Exercise goal. Recast every line of the records below as a numbered list, omitting any blank lines. Leave the pictures out of your answer.

Material shown.
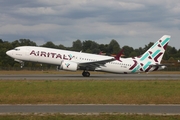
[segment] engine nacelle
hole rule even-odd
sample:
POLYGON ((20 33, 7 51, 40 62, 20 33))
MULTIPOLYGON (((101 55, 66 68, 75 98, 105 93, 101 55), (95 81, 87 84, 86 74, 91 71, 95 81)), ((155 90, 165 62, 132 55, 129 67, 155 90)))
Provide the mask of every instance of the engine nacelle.
POLYGON ((77 63, 74 63, 68 60, 64 60, 60 66, 61 70, 69 70, 69 71, 76 71, 77 68, 78 68, 77 63))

Task solution.
1. [segment] engine nacelle
2. hole rule even-odd
3. sample:
4. POLYGON ((20 33, 7 51, 40 62, 20 33))
5. MULTIPOLYGON (((101 55, 66 68, 75 98, 105 93, 101 55), (95 81, 87 84, 86 74, 91 71, 95 81)), ((155 90, 165 62, 132 55, 129 67, 155 90)))
6. Provide the mask of every instance of the engine nacelle.
7. POLYGON ((77 63, 74 63, 68 60, 64 60, 60 66, 61 70, 69 70, 69 71, 76 71, 77 68, 78 68, 77 63))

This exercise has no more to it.